DATA SHOWN:
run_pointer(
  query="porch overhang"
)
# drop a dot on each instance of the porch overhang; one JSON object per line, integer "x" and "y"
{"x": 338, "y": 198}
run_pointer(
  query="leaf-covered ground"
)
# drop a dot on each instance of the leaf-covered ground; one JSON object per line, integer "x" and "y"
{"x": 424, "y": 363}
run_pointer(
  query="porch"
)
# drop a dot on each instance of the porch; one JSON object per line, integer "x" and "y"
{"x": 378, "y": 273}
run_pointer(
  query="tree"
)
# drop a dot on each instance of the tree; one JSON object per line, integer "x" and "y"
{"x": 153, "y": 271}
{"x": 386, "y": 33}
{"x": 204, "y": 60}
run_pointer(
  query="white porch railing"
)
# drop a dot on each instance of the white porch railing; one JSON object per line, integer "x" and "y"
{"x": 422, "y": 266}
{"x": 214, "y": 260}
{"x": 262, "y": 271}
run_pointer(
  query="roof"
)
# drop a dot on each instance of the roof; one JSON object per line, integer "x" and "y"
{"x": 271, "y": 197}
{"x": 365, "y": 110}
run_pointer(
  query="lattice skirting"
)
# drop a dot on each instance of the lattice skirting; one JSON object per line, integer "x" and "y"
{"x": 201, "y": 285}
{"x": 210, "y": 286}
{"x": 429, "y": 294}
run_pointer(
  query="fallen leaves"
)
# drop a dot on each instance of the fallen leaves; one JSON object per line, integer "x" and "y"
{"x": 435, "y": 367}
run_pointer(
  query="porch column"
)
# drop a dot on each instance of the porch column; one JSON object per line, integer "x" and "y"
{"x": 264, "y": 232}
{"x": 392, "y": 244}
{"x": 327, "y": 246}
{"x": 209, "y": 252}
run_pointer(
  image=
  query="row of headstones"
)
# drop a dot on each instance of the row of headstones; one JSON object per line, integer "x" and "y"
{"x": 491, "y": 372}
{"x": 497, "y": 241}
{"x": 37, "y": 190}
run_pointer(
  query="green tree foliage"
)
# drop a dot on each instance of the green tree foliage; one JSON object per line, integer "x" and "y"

REQUIREMENT: Can you reproduce all of the lines above, swapping "lattice skirting" for "lattice panel" wherever it occurs and keeping everything else the same?

WORKED SOLUTION:
run_pointer(
  query="porch overhang"
)
# drop a dot on each instance of the porch overhang; one JSON object per line, integer "x" and "y"
{"x": 338, "y": 198}
run_pointer(
  query="leaf-covered ground"
)
# drop a dot on each instance of the leaf-covered ground; one JSON object per line, integer "x" and "y"
{"x": 424, "y": 363}
run_pointer(
  query="porch"
)
# drop a dot on each instance of the porch; one JSON object per line, integer "x" and "y"
{"x": 378, "y": 273}
run_pointer(
  query="tree"
)
# drop a dot on each instance of the tree; one JSON object per line, integer "x" and "y"
{"x": 153, "y": 271}
{"x": 386, "y": 33}
{"x": 204, "y": 60}
run_pointer(
  query="white porch railing"
)
# drop a dot on each instance of the white porch railing; one JSON object per line, integer "x" and "y"
{"x": 422, "y": 266}
{"x": 214, "y": 260}
{"x": 262, "y": 271}
run_pointer(
  query="roof"
)
# drop a dot on each instance of the roof; one JSON object per line, integer "x" and "y"
{"x": 271, "y": 197}
{"x": 365, "y": 110}
run_pointer(
  query="lattice panel"
)
# drop a dot on each instance of the lattice panel; one JSON object per line, integer "x" and "y"
{"x": 201, "y": 285}
{"x": 210, "y": 286}
{"x": 429, "y": 294}
run_pointer(
  query="fallen leaves"
)
# drop a dot on each instance of the fallen leaves; one JSON object per line, integer "x" and "y"
{"x": 435, "y": 367}
run_pointer(
  query="porch column"
)
# drop a dot on each instance of the porch column; one JSON object per line, integer "x" and "y"
{"x": 264, "y": 232}
{"x": 392, "y": 244}
{"x": 327, "y": 246}
{"x": 209, "y": 252}
run_pointer(
  image=
  query="row of headstones"
)
# drop a dot on each instance of the row of headstones; one JSON object per line, integer "x" and "y"
{"x": 491, "y": 372}
{"x": 497, "y": 241}
{"x": 37, "y": 190}
run_pointer(
  query="green tree foliage"
)
# drop a dot on each instance of the green tree foliage; one JSON object per line, integer "x" and "y"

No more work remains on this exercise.